##### THE DATA #####
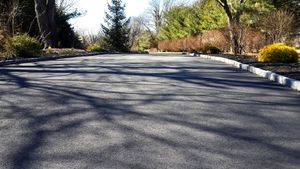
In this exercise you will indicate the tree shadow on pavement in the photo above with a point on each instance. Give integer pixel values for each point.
(140, 116)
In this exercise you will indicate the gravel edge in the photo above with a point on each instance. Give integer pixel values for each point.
(283, 80)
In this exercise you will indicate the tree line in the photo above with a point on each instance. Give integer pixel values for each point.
(45, 19)
(277, 20)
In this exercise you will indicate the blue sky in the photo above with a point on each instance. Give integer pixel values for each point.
(91, 21)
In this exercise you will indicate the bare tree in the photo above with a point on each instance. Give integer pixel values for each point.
(157, 10)
(9, 11)
(66, 5)
(233, 16)
(45, 12)
(278, 25)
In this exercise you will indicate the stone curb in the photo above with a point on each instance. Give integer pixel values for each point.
(45, 58)
(289, 82)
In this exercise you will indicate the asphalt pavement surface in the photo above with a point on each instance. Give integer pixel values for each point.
(145, 112)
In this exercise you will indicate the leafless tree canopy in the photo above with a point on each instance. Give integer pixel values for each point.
(157, 10)
(278, 25)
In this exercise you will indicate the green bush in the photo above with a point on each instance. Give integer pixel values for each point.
(22, 46)
(278, 52)
(94, 48)
(211, 49)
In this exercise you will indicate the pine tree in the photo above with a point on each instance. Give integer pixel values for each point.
(116, 31)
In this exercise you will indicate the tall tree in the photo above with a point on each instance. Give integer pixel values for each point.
(116, 31)
(45, 12)
(234, 10)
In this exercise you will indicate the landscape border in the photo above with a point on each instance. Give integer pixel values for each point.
(283, 80)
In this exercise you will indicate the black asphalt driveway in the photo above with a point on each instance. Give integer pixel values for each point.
(145, 112)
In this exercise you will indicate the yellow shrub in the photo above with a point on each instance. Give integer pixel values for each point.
(94, 48)
(278, 52)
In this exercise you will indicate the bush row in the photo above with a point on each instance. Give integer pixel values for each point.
(252, 40)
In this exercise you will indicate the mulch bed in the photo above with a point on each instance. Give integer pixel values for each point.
(291, 70)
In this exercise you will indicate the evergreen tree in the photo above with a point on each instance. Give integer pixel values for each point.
(116, 31)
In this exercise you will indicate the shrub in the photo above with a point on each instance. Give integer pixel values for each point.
(22, 46)
(278, 52)
(210, 49)
(94, 48)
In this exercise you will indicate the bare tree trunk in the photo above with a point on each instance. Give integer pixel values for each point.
(233, 23)
(45, 12)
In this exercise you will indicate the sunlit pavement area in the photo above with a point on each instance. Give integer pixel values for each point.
(145, 111)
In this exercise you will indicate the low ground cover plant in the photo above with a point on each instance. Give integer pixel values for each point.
(94, 48)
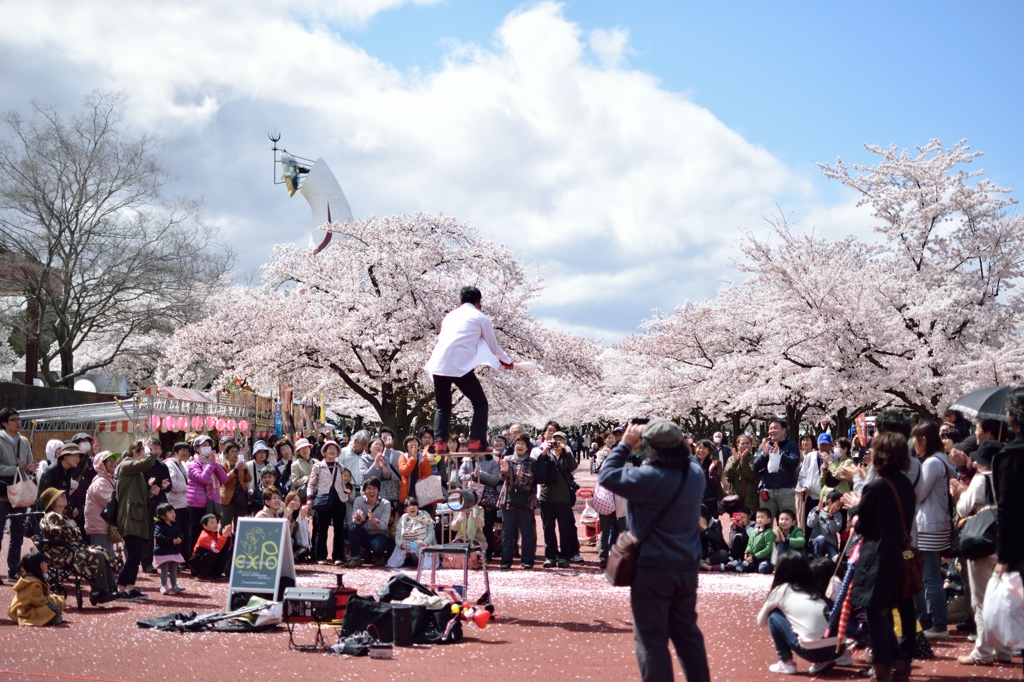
#####
- YOUR TASK: Leave the images aside and retype each line of the listing above exactly.

- RESULT OF THE EXERCISE:
In this exercise you will indicate the tree shadow on pavement in the photo above with a point on each instance. Give integer pixel values for each point.
(140, 116)
In this exercise you will indicate the gravel edge in the photo above with a point on each instance. Give integer pixel values for each point.
(283, 80)
In this exercise you will indicate the tree line in the photo above with a point on each instance. Give integer pixel values for each point.
(45, 19)
(277, 20)
In this exercise you will indicate the blue sky in the photo above with a point on each instance. Give integer pixel values for each point.
(91, 21)
In this exercise you will indicate the bare tree in the photo above with a point on each instance. Give integer pixel values for each point.
(157, 10)
(9, 11)
(66, 5)
(233, 16)
(45, 12)
(278, 25)
In this exercise you will indicate the stone curb in the photo above with a point on each instance. Give integer pixel values for each point.
(45, 58)
(289, 82)
In this exercise you will indicate the asphalt pavement surface in the photo above with a point on each instance. Give integer pixel values for each point.
(145, 112)
In this exercise you will indicate the leafless tree canopy in the photo above with a point on each instance. Give integer pixel values for each point.
(157, 10)
(278, 25)
In this exercise you will indicate the green bush in the photo above with a point on each instance. Give integer pixel values for each point.
(22, 46)
(278, 52)
(94, 48)
(211, 49)
In this exercise you will indicate the pine tree in the photo above with a point on each instance. Give integer pixel values for each point.
(116, 31)
In this exercise you will indicate the tall tree in the photo above with a point on each instance. Give integer pixel values for each point.
(116, 31)
(45, 12)
(234, 10)
In this exercise you will indicate the landscape border in the photo above with a point on each instance. Give integer pixel values for each point.
(283, 80)
In this exercise you will indicate the black asphalt driveway in the photo above with a point on each instance. Give integer pixel values for each point.
(145, 112)
In this exercise you will indicate the yellow shrub in the photo above with a point on each instance. Give integer pixel values for each point.
(94, 48)
(278, 52)
In this exercise you will indicate the bush row in the photo above with a point on each instance. Give integer pixel values for each point.
(252, 40)
In this exercise you will indicate the mulch bed in the photo above with a point on each instance. Give integer pixel values for each point.
(291, 70)
In this exercise you will indicate the evergreen tree in the photo above with a point on each instance. Give integer pixel values for each point.
(116, 31)
In this exercise you will indicate the shrub in the photo above with a point on each instance. Give integer pixel values for each point.
(22, 46)
(278, 52)
(210, 49)
(94, 48)
In this exercise you will indicate the bare tree trunk in the photo above with a point on each instance. Give integer pixel values for each point.
(233, 23)
(45, 12)
In this exercise you will indicate the sunlit pavement area in the photo above with a point on each instance. Give integer pixel values for each point.
(145, 111)
In this exercise you will indicate the low ground cover plant in the photo above with a point on each instance. Give integer pixel values for each point.
(94, 48)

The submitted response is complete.